» SHORT EXERCISE
Copy out the data below as written; omit any images.

» RECORDS SUPPLIED
□ □ □

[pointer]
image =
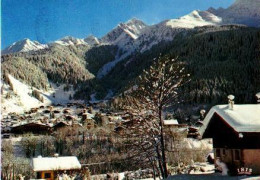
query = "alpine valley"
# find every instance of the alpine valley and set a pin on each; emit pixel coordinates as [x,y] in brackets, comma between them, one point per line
[220,47]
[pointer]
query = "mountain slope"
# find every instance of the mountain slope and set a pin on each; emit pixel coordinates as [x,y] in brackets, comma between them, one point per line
[24,45]
[222,60]
[245,12]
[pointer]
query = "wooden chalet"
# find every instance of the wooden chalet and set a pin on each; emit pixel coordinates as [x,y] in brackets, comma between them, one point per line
[50,167]
[60,125]
[235,130]
[31,127]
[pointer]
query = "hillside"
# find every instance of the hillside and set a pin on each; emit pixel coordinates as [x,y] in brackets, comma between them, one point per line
[57,64]
[222,61]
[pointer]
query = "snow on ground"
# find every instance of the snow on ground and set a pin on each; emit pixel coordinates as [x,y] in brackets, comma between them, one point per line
[20,98]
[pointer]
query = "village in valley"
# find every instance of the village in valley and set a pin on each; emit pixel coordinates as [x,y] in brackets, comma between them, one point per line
[175,98]
[89,141]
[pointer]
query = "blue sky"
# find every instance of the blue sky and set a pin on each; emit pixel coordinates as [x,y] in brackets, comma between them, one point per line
[48,20]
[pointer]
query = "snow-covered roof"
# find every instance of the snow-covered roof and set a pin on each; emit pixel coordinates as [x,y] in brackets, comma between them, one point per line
[243,118]
[55,163]
[170,122]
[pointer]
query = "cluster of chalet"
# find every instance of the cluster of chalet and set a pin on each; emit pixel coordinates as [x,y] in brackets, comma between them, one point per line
[45,120]
[235,130]
[51,168]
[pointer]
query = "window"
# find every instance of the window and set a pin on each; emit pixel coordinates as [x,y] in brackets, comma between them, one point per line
[236,155]
[217,152]
[223,152]
[47,175]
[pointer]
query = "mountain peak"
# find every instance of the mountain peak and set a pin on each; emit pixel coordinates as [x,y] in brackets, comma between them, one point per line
[135,21]
[92,40]
[69,40]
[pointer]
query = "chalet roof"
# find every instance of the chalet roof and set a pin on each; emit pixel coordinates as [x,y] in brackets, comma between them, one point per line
[243,118]
[55,163]
[170,122]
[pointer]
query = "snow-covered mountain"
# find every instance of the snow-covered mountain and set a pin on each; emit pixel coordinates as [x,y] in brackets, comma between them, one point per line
[69,40]
[24,46]
[92,40]
[136,36]
[245,12]
[129,30]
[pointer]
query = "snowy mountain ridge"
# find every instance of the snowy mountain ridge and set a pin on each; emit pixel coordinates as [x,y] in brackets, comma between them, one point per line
[24,46]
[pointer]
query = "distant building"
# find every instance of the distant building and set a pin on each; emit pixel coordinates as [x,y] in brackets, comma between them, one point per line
[31,127]
[235,130]
[50,167]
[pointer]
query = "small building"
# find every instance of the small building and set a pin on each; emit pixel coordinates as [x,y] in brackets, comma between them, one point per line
[31,127]
[235,130]
[50,167]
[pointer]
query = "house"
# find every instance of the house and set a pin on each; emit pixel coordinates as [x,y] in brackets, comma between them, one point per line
[235,130]
[50,167]
[31,127]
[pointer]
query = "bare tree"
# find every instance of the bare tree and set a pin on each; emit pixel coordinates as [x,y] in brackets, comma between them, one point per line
[158,89]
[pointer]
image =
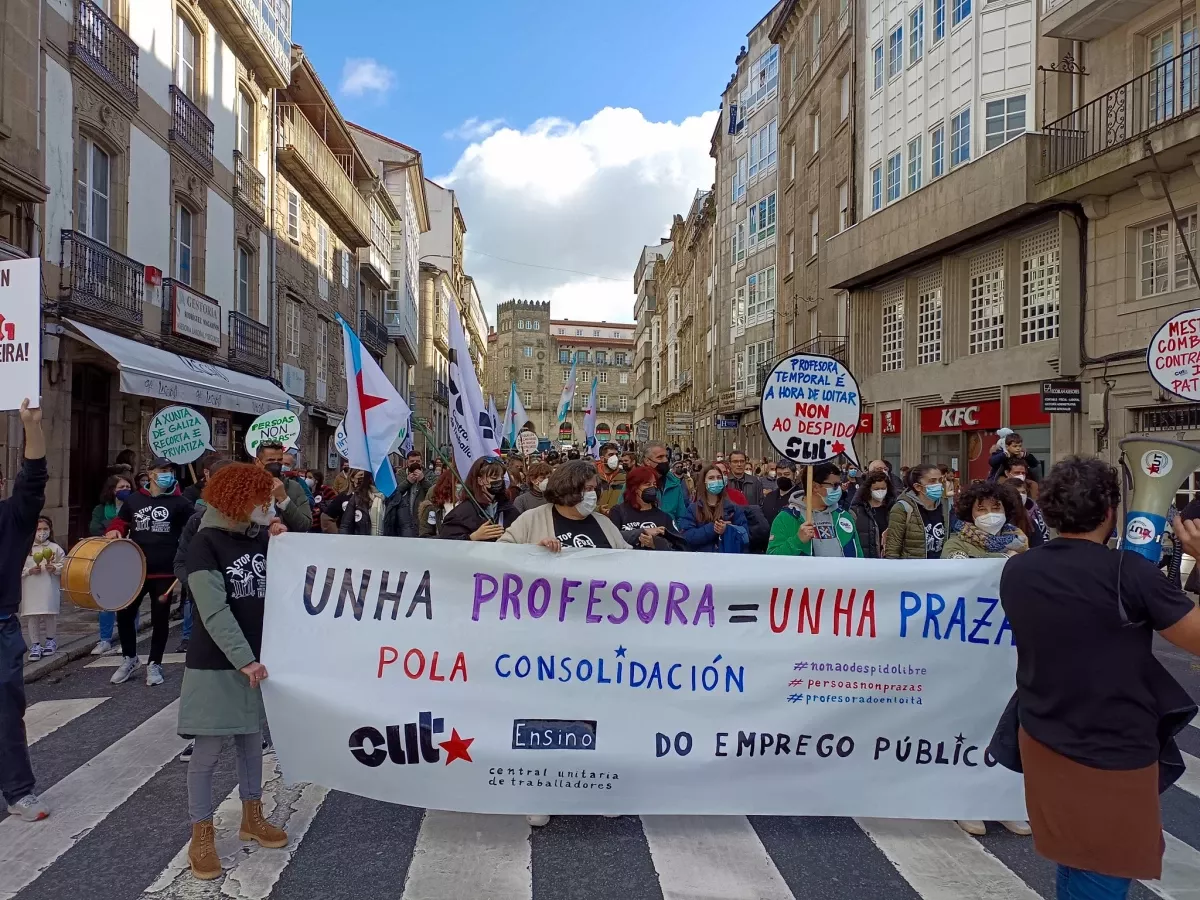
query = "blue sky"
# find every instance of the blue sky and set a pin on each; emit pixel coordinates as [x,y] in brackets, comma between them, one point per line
[571,131]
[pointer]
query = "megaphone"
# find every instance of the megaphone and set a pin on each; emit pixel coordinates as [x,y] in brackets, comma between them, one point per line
[1157,468]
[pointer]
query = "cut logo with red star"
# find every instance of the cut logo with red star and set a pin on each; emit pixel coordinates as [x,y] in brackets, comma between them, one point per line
[457,748]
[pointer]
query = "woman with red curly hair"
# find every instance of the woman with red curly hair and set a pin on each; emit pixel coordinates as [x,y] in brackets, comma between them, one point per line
[227,577]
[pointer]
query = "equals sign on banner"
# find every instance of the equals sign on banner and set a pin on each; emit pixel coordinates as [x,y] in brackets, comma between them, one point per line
[737,619]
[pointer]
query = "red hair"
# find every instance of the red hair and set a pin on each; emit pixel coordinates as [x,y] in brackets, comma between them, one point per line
[238,489]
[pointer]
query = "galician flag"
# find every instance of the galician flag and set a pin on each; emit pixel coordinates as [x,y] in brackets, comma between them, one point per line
[375,413]
[515,415]
[568,395]
[589,424]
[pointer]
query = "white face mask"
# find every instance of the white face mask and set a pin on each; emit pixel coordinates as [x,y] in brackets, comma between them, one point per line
[990,522]
[263,516]
[587,505]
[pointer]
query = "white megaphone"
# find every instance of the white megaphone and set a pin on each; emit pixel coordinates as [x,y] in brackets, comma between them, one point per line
[1157,468]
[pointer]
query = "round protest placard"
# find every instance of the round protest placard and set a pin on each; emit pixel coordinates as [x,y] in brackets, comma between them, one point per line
[527,442]
[811,408]
[179,433]
[1174,355]
[281,426]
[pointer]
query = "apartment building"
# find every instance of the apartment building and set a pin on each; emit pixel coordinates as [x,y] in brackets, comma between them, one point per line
[535,352]
[157,155]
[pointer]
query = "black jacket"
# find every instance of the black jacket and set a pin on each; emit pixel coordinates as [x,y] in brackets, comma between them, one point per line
[400,510]
[465,520]
[18,522]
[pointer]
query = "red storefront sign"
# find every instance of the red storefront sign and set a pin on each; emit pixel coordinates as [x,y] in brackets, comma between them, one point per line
[965,417]
[1025,411]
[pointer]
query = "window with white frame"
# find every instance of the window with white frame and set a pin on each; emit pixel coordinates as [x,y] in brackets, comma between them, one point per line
[184,238]
[895,52]
[929,319]
[1003,120]
[762,221]
[893,178]
[1162,259]
[916,34]
[915,165]
[93,191]
[292,327]
[892,354]
[985,303]
[1039,287]
[960,137]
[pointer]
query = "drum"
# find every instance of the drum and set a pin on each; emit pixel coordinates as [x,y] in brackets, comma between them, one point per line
[103,575]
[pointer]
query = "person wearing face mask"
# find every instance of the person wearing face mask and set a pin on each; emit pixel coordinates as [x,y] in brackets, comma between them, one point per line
[570,517]
[291,499]
[153,519]
[832,533]
[873,503]
[539,478]
[714,523]
[487,511]
[639,517]
[672,493]
[221,694]
[919,522]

□ □ □

» PROBLEM SOLUTION
[pointer]
image =
query = "alpine valley"
# find every instance of the alpine valley and set a pin on each; emit pixel coordinates as [x,y] in brackets, comma between them, one point per line
[220,47]
[pointer]
query = "mountain slope"
# find every instance of the mountain slope and set a pin on each; emit pixel coordinates as [x,y] in brackets, comma between them, one point per line
[24,45]
[222,60]
[245,12]
[pointer]
query = "wooden chalet"
# find every instance of the wooden chalet and set a pin on each; emit pixel coordinates as [x,y] in brackets, comma between them, one point per line
[50,167]
[60,125]
[235,130]
[31,127]
[pointer]
query = "hillside"
# find every instance of the hillside and set a pin on each; emit pixel coordinates as [x,y] in brackets, comma between them, one point per line
[57,64]
[222,61]
[pointer]
query = "snow on ground"
# find every instance of the snow on ground and set a pin on each; emit pixel coordinates as [x,y] in brackets, comma between them, one point per line
[20,98]
[pointer]
query = "village in valley"
# find every instance of the village in valley and set a pin on each; emit pixel coordinates as [x,y] in brackets, comma between them, one point per line
[175,98]
[89,141]
[pointer]
query = "blue sky"
# find every instance of the blue sky and set a pin on each; emit pixel coordinates as [x,y] in brackets, comma between them, one point per line
[48,20]
[pointer]
query = "snow-covered roof"
# find every instance of the snow-covered roof and set a pin on each; emit pixel coordinates as [x,y] in brackets, comma between them, one point per line
[243,118]
[55,163]
[170,122]
[pointer]
query = "cluster of chalet"
# find every instance of the cluster of chalet and set a pin on each; emit pixel coordinates as [x,y] in brackets, comma between them, one point per line
[45,120]
[235,130]
[51,168]
[pointer]
query = "window"
# find every instance of the window and set a pin on each; emit pixel coordinates as [x,y] in brackets, comma between them, one point per line
[236,155]
[217,152]
[223,152]
[47,175]
[pointer]
query = "mountain peak"
# find every instance of the mountain peak and set a pin on each; emit pixel coordinates as [x,y] in brackets, comma between them, one point per line
[135,21]
[92,40]
[69,40]
[pointer]
query = "chalet roof"
# find every instance of the chalet roof and set a pin on each; emit pixel coordinates as [x,y] in brackets, comma between them, one point per line
[243,118]
[55,163]
[170,122]
[pointer]
query = "snow-covered mountain"
# find every instance of the snow-covered mountain and set a pin on each; emit pixel coordinates as [x,y] in brackets, comma between them, one point per line
[69,40]
[24,46]
[92,40]
[136,36]
[245,12]
[129,30]
[pointer]
query = "snowy mountain ridge"
# find every instance of the snowy mountain ridge and set a pin on each; emit pixel coordinates as [x,y] in brackets, comma between them, one point per line
[24,46]
[pointer]
query = "distant building"
# find every instance of the distant building and set a pin on each; emit pixel coordinates as [x,y] in brackets, comma between them, one point per line
[31,127]
[235,130]
[50,167]
[pointer]
query = "small building"
# find every instance of the small building and set a pin on each; emit pixel coordinates as [x,y] in brackets, comma between them, one point per line
[31,127]
[235,130]
[50,167]
[pointer]
query = "house"
# find every instance of the house and set a pin on each; emit pixel coordinates as [x,y] in brackets, comma between them, one point per line
[235,130]
[50,167]
[31,127]
[pointer]
query = "bare tree"
# find every instance of the bare tree and set a pin on each; emit pixel coordinates as [x,y] in brackets, comma between them, one point per line
[158,89]
[pointer]
image =
query = "blue sky"
# find every instance of the blue sky and set a pin on each; emit pixel coordinates as [x,y] in brackets, comma between them, one point per line
[571,131]
[pointer]
query = "megaphone"
# find every instance of the megaphone and set a pin on each; emit pixel coordinates as [x,y] in brackets, comma between them, one point per line
[1157,468]
[pointer]
query = "cut logo with red star"
# find every instance of the cut logo with red star and set a pin on each; emit pixel coordinates as [x,y] in brackets, comma between them, one point per line
[457,748]
[pointer]
query = "woman with red curly hair"
# find every instance of the woman with red curly hair and set a pin on each; emit pixel coordinates as [x,y] in brackets, comma between them, one point per line
[227,577]
[pointer]
query = "equals sign on banner"
# find every instance of the equals sign on banner and set a pin on each; emit pixel coordinates as [x,y] in brackets, comma between them, one point per line
[737,619]
[pointer]
query = "red hair"
# find every instance of the red hair and set a pin on each; emit pixel coordinates as [x,y] in brackets, comma between them, one point per line
[238,489]
[pointer]
query = "galician flag"
# find every instance of the galician flag and set a pin on each; emit pixel coordinates as [x,y] in brackets, comma between them, one point per line
[375,413]
[515,415]
[568,395]
[589,424]
[pointer]
query = "white face mask"
# find every instance of the white face mask and set a pin on each; emit pixel coordinates as [x,y] in brackets, comma between them, one point per line
[990,522]
[263,516]
[587,505]
[pointer]
query = "white megaphone"
# find every instance of the white megaphone and set a pin on each; emit pixel coordinates as [x,y] in brackets, comma between them, one point per line
[1157,468]
[pointer]
query = "round protest placard"
# find every instance of the round protest placard and set a pin on each; emit pixel coordinates as [x,y] in brackets, comma between them, one point per line
[527,442]
[811,408]
[179,433]
[1174,355]
[281,426]
[pointer]
query = "apartment building"
# find every instance of the apartment building and set a pin on each; emit pixel coordinates as [x,y] in brackets, comma between them, one point per line
[535,352]
[157,155]
[pointer]
query = "black jacket"
# find every instance of the black jacket and set a pin on each; emit pixel coordinates as [x,y] in brackets, comma between them, one point per line
[400,510]
[465,520]
[18,522]
[pointer]
query = "red storefront sign"
# find every instance of the red storefront sign and set a pin on each; emit pixel coordinates as [x,y] in brackets, comma between them, one point per line
[965,417]
[1025,411]
[pointer]
query = "window with white frame"
# find every instance of the window with white frame and set a pin on each; emit pixel coordinates as [x,y] in brackets, comma between them, one point per line
[184,238]
[895,52]
[929,319]
[1003,120]
[762,221]
[893,178]
[1162,259]
[916,34]
[915,165]
[93,191]
[292,327]
[892,354]
[985,303]
[1039,287]
[960,137]
[pointer]
query = "drum"
# find every instance of the drum and set a pin on each; emit pixel coordinates as [x,y] in brackets, comma between them, one point per line
[103,575]
[pointer]
query = "person wearing face mask"
# find every instance of the person wearing face mask and set a pin on each; emit pixel coordinates as [x,y] in brackets, comma between them, one point per line
[570,517]
[291,499]
[153,519]
[832,533]
[873,503]
[539,478]
[714,523]
[487,511]
[639,517]
[672,493]
[221,694]
[919,522]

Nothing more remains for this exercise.